OBJECTIVE A:
In the passage on USB data acquisition with MPSoC, which board was the system created and tested on?

PASSAGE GIVEN:
^^^^^^^^
USB 3.0 provides a high speed interface which is useful for acquiring data at a high data rate. MPSoC includes two USB controllers capable of USB 3.0 along with programmable logic. An A53 or R5 CPU of MPSoC is used to manage the USB controller. The following prototype system illustrates principles required to build a data acquisition system including the MPSoC hardware design along with software for the USB device (MPSoC) and a USB host running Linux. The system was tuned to provide good performance running on the R5 CPU, but it can also run on the A53.
The system was created and tested with the Xilinx 2020.1 tools (Vivado and Vitis) using the ZCU102 board with a USB 3.0 (SuperSpeed) cable to the Linux based X86 host.
A key principle of this system is that the USB of MPSoC incorporates DMA which is capable of reading or writing from/to a device in the PL such that no buffering of the data in DDR is required. The following design incorporates an AXI Stream FIFO which allows a memory mapped interface to connect to a stream interface. Stream interfaces are very common in the PL so that this design should support many typical applications. Since the USB controller driver and hardware do not support a keyhole address mode to access the AXI Stream FIFO, a hard-coded AXI address for the FIFO data register is generated as shown below. On the software side, a 64KB DMA transfer is initiated at the C_AXI4_BASEADDR value for the AXI Stream FIFO, even though the address is actually the TX Data FIFO address. The 64K aligned address, rather than a 4K aligned address, provides the best performance for the larger 64K transfers.
^^^^^^^^
OBJECTIVE B:
From the entries below, pull out every line that contains the string "mountain", treating uppercase and lowercase as different.
^^^^^^^^
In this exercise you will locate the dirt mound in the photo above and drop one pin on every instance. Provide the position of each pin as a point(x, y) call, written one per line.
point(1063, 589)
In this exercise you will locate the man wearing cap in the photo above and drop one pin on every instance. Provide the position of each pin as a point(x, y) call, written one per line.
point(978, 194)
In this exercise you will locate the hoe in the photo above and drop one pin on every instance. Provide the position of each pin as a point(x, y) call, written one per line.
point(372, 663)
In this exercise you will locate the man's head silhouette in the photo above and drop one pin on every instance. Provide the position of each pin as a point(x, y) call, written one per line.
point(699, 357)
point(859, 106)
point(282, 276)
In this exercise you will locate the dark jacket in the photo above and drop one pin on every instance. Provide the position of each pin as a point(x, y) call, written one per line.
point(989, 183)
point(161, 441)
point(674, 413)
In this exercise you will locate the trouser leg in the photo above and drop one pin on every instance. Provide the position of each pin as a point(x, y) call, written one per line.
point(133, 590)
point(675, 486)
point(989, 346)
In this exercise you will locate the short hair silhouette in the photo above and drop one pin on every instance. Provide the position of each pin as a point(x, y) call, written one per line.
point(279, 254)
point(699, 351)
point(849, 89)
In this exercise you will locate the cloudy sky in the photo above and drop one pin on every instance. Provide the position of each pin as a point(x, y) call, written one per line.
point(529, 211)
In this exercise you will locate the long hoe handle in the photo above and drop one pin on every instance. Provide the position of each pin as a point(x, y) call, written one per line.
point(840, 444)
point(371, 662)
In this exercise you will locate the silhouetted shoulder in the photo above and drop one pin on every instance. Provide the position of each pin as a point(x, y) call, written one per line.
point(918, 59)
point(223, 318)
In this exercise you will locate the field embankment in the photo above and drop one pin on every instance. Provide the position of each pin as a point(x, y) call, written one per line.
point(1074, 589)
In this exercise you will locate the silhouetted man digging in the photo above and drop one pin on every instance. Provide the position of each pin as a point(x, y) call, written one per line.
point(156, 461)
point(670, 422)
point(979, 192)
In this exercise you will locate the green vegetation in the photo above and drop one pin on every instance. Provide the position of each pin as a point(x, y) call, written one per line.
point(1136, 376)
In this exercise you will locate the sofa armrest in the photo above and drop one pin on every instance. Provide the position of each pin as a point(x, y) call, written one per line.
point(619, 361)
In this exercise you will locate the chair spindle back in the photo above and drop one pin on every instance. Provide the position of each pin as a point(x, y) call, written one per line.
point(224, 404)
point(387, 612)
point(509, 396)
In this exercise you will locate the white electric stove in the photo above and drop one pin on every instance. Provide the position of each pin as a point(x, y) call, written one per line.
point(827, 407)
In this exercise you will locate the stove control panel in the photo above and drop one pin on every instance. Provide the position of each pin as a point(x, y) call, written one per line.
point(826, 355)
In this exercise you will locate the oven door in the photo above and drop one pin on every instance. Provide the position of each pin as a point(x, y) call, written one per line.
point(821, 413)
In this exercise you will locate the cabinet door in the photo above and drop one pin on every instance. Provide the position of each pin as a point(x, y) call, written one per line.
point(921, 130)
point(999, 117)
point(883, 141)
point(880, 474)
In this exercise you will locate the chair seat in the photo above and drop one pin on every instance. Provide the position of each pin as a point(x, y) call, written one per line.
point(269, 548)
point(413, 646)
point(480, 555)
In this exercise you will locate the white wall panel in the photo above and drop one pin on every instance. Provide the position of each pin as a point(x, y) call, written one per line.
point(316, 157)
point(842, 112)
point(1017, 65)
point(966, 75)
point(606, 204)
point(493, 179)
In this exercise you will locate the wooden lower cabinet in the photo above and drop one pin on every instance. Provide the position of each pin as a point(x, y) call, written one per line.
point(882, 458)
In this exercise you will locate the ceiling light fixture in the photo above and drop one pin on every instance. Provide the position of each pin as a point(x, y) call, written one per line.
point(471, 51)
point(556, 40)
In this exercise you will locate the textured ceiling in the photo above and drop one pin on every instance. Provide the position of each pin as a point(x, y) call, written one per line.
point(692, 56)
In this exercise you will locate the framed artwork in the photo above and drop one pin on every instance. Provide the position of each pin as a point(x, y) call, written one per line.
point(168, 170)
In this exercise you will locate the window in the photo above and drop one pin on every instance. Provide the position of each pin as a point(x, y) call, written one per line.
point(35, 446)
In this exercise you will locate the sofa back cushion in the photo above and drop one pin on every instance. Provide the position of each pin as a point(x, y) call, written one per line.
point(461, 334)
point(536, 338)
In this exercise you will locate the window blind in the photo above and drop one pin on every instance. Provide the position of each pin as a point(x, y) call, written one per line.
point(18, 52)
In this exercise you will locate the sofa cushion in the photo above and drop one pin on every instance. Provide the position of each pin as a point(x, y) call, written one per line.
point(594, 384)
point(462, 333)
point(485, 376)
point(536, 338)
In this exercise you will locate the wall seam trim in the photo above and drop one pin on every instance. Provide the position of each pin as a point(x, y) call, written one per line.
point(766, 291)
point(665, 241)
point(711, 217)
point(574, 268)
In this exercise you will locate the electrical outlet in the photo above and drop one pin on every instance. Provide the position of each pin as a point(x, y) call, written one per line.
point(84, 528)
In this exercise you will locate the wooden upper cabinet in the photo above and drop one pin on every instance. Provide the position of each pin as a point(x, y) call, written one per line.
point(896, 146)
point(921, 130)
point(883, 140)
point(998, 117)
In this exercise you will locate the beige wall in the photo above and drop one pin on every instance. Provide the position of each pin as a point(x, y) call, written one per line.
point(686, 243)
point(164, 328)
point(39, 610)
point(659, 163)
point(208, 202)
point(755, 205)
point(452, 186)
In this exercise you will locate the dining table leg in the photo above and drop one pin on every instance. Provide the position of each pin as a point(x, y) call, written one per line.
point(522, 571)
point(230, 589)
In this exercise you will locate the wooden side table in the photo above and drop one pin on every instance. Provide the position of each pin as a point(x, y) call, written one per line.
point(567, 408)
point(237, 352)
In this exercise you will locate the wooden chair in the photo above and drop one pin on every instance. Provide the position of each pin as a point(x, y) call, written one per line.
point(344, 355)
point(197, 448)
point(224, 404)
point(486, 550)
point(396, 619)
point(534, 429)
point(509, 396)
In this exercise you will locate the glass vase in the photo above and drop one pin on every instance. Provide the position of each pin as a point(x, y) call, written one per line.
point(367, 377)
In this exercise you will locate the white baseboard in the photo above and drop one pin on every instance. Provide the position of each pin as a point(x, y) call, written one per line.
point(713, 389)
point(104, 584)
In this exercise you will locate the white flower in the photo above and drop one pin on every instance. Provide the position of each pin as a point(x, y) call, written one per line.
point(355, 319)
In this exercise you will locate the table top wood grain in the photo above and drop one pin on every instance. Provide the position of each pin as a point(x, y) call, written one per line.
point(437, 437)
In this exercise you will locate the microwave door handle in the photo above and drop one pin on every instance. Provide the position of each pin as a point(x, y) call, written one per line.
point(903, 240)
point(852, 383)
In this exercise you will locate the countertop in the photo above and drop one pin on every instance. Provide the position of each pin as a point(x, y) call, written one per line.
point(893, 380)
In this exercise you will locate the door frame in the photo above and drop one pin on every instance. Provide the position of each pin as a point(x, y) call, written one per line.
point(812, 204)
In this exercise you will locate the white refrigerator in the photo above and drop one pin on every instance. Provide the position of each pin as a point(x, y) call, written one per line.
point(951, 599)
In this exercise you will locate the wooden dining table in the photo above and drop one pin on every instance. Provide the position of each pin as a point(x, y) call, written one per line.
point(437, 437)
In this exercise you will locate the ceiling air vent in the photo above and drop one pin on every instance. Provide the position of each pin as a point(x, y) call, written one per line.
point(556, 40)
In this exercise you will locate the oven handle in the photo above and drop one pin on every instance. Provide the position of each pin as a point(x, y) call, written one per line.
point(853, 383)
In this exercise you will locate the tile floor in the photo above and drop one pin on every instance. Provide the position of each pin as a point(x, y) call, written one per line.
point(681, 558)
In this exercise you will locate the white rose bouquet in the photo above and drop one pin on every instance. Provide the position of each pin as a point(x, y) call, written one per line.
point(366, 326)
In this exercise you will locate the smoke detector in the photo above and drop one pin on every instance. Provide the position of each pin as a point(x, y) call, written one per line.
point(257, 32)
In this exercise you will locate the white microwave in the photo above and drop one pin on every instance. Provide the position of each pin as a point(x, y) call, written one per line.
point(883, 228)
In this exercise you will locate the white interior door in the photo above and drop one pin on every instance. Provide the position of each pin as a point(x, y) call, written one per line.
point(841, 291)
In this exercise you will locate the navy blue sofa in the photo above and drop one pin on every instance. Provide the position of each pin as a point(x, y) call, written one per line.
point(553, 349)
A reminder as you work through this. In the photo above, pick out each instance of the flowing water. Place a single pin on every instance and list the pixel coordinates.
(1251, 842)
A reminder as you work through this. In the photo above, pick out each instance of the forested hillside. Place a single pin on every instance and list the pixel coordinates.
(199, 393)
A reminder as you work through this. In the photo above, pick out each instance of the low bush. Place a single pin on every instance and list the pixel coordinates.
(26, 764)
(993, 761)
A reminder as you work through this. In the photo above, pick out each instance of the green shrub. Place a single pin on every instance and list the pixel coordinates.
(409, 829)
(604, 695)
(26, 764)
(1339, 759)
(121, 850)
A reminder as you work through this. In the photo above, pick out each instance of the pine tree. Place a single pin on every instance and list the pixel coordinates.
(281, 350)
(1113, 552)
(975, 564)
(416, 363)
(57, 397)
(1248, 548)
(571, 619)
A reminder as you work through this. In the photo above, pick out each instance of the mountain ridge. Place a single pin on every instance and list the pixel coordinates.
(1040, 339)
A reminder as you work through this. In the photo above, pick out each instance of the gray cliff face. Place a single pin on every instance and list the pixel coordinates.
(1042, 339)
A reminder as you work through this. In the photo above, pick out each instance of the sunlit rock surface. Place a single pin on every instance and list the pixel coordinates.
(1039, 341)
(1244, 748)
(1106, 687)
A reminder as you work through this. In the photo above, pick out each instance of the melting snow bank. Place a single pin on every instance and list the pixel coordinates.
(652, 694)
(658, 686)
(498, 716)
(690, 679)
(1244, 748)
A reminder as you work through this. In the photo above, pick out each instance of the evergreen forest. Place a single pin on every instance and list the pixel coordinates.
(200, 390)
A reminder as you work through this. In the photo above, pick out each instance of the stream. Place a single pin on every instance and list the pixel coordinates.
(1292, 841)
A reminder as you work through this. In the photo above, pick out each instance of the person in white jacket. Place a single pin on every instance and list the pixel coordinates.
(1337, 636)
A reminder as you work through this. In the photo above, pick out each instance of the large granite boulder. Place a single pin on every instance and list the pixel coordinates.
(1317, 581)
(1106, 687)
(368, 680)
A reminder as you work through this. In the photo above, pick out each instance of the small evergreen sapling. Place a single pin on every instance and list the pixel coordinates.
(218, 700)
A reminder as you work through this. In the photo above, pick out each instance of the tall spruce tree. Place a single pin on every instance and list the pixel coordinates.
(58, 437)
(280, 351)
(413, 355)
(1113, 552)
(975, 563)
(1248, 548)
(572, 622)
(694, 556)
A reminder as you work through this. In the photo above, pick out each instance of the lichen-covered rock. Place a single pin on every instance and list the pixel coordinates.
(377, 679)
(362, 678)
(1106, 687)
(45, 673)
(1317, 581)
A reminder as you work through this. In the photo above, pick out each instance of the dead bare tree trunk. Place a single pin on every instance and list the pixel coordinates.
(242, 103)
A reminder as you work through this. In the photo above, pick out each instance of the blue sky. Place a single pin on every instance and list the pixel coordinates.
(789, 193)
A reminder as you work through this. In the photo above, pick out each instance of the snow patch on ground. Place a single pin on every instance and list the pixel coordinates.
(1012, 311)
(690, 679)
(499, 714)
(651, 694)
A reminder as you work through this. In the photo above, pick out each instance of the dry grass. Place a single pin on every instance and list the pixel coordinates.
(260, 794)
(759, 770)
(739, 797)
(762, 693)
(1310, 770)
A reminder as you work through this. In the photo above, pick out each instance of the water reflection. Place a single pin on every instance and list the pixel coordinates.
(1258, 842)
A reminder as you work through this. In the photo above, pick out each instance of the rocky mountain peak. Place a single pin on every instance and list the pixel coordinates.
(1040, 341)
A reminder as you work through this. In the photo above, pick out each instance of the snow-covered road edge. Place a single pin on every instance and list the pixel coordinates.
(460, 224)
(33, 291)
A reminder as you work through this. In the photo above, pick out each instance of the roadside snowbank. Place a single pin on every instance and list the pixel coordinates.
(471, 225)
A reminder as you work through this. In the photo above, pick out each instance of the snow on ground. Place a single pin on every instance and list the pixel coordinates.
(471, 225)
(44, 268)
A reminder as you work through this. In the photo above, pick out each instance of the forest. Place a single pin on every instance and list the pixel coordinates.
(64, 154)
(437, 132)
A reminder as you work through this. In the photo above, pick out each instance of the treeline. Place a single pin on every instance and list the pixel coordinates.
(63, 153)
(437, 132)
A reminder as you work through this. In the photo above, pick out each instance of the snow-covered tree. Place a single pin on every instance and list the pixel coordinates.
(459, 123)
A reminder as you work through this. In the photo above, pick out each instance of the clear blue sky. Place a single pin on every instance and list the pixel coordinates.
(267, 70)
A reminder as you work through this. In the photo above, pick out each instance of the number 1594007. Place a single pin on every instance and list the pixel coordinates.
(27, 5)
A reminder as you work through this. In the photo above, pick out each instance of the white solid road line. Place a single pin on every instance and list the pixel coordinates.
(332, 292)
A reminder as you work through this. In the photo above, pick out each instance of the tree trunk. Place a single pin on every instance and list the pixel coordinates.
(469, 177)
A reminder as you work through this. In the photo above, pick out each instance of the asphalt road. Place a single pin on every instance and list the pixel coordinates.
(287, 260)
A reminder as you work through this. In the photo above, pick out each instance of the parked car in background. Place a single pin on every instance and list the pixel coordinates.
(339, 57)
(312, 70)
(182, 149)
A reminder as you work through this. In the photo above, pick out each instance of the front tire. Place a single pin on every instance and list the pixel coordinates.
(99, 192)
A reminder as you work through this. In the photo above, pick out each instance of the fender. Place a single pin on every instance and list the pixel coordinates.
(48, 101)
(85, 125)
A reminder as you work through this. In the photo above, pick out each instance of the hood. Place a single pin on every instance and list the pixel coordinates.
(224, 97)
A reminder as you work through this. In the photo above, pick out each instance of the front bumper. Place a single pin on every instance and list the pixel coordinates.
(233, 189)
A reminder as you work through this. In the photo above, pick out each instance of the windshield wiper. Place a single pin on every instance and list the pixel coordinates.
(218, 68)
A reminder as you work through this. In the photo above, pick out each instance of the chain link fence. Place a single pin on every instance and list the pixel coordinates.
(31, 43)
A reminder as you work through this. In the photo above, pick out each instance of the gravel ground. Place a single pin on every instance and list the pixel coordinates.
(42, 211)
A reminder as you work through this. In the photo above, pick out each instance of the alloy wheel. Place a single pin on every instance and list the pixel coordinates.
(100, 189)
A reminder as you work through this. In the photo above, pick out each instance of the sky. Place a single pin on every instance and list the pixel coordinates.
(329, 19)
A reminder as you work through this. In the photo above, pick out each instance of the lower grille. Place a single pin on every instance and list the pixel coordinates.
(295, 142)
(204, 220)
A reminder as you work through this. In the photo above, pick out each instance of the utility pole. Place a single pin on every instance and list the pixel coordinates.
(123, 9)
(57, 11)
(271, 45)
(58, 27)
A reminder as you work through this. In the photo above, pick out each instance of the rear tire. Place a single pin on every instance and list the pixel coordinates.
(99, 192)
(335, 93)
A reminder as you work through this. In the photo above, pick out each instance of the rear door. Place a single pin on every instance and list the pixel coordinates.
^^^^^^^^
COMPLETE ANSWER A:
The ZCU102 board.

COMPLETE ANSWER B:
A reminder as you work through this. In the photo above, pick out each instance of the mountain ridge. Place a single pin on every instance and list the pixel coordinates.
A reminder as you work through this. In the photo above, pick out each instance of the rocky mountain peak. Place a single pin on every instance and list the pixel coordinates.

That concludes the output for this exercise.